Where the Rock Splits the Sky by Philip Webb
Publisher: Chicken House
Release Date: March 25, 2014


When the aliens arrived, two decades back, they stopped the earth on its axis and destroyed the moon. Humanity calls them Visitors, but it is clear that they are anything but friendly. Megan has only ever known this version of Earth with its perpetual daylight and harsh realities. With her mother dead and father lost in the mysterious Zone, she has grown used to taking care of herself. However, when some Visitors arrive wearing the skins and likenesses of an infamous gang, Megan along with her horse Cisco and friend Luis, head into the Zone to find her father. The Zone is a place where science and physics hold little meaning, a point that is driven home when they run into a floating city and meet up with Kelly, a girl who had only now appeared after disappearing twenty years ago. Megan, driven by some instinctual understanding of the Zone, must lead the trio deep into the heart of the Zone in order to find her father, but the chances of them making it out alive are almost zero.

From the beginning, I had a difficult time placing the time period and geography of this book. The characters act and talk like Texan cowpokes from the eighteenth century, but with the mention (although no evidence) of  electronics, I was highly skeptical of the setting. I admit that I am not a Texan, but it very much felt like an amalgamation of every bad Texan stereotype I have ever heard. The geography was confusing in regards to the Zone. I desperately wanted some sort of map. More than that, I wanted to understand how this world, this new American, truly functions. Why are these people living like frontier pilgrims if they still have things like electricity and running water? Obviously, if electronics don't work in the Zone, then a tracker would own a horse, but if you were an everyday citizen, why not own a car? 

Perhaps the most interesting character in this story for me was that of Kelly. Rough and tumble, not afraid of anything, Kelly is found floating in a city that disappeared twenty years before with no memory of the time in-between. All the people she knows and loves are gone, probably dead. Her desperation for answers, the mystery of her lost decades, and eventual revelations made her my favorite character in the book. Megan just felt a little too one-note, with such a fixed mission that she became not only predictable but kind of boring. A huge plus, there is only the vaguest semblance of a love story. Downside, that tiny bit was completely unnecessary and kind of out of the blue. Is it really necessary to have romance in every young adult book? As a writer, I sadly already know the answer to that.

I have always said that a book is about a journey. You can have an incredible ending, but if the journey to the end is plodding, cliche, or full of tropes, that journey is quickly mired down with problems. This novel began with a lot of great questions that demanded answers: Why did the aliens come? What do they want? Why are they dragging Earth and its Sun through the universe? Where are they going? How is that even possible? What happened to all the missing people? How were they being kept on ice for so long? Why did Kelly's town just reappear suddenly after all this time? What exactly is this alien technology? Some of these questions were answered, most not so much. Despite there being a muddled middle, it would have been worth it had most of those questions been answered, but they weren't, which means that this book didn't work for me. Sci-fi is great because it asks questions, but you have to actually answer them.

*DATA PROVIDED*
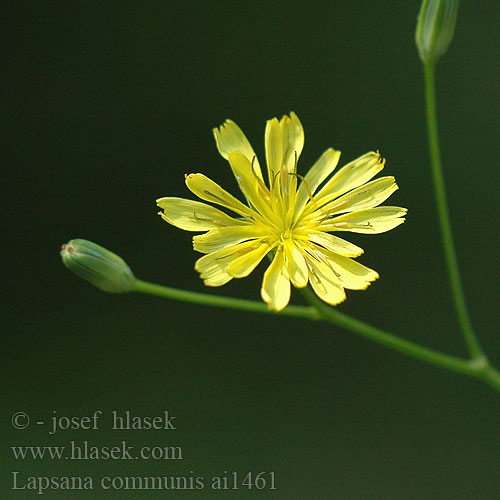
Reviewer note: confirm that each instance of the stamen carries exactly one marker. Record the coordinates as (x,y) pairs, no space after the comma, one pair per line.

*DO THIS*
List every personal name the book review gives to a character in the story, including any animal. The book review is all you need here, so the lines can be left aside.

*SOLUTION TO THE PROBLEM*
Megan, Cisco, Luis, Kelly